Data records:
+ + + + + + +

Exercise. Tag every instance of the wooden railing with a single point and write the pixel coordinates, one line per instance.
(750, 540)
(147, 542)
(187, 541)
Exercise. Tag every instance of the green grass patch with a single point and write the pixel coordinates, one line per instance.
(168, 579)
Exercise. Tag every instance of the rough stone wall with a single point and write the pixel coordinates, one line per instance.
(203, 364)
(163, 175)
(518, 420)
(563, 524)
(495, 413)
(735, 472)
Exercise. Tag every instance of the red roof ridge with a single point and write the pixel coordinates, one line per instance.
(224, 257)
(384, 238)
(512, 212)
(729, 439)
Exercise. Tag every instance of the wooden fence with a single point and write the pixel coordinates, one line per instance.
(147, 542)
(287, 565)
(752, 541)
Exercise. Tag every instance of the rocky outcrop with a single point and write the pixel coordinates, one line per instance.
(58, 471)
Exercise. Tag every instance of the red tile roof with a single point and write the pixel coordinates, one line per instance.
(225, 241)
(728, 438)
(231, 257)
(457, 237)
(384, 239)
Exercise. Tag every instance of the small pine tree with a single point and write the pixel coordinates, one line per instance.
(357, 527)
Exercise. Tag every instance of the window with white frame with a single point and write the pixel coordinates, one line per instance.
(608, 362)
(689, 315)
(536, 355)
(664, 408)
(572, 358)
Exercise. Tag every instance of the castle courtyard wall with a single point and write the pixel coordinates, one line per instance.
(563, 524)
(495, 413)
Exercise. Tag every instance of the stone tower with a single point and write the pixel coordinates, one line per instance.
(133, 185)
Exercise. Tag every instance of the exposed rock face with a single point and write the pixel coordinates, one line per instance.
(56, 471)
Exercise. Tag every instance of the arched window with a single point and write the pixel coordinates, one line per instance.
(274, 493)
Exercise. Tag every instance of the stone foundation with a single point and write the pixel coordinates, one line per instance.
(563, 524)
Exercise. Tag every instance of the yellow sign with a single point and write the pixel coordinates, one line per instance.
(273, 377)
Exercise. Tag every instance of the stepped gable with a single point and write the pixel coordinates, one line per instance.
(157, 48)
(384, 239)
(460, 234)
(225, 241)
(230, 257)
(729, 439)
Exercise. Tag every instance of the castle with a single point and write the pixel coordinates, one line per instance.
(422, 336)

+ + + + + + +

§ Task item
Set down only the lines running from the line with "Exercise. Tag every instance of the exposed" to the end of the entries above, both included, exactly as they stand.

§ Solution for this problem
Exercise. Tag every instance of the exposed rock face with a single point and write the pixel coordinates, one line per instance.
(56, 471)
Exercise. Tag every instance of the arched window with a single point and write the pixel coordinates, one line per instance.
(274, 493)
Exercise. Tag every instance of the stone foundation with a single point and write the pixel coordinates, one line per instance.
(563, 524)
Exercise. Tag every instance of the yellow sign with a single point and write the pixel coordinates, one line per instance.
(273, 377)
Exercise. Tag every instance of the stepped gable with a single point and write the pixel coordinates, one line per instance.
(157, 48)
(384, 239)
(460, 234)
(225, 241)
(230, 257)
(729, 439)
Exercise. Tag every instance of the castle with a single point and write the pixel coordinates, one line per instance.
(422, 336)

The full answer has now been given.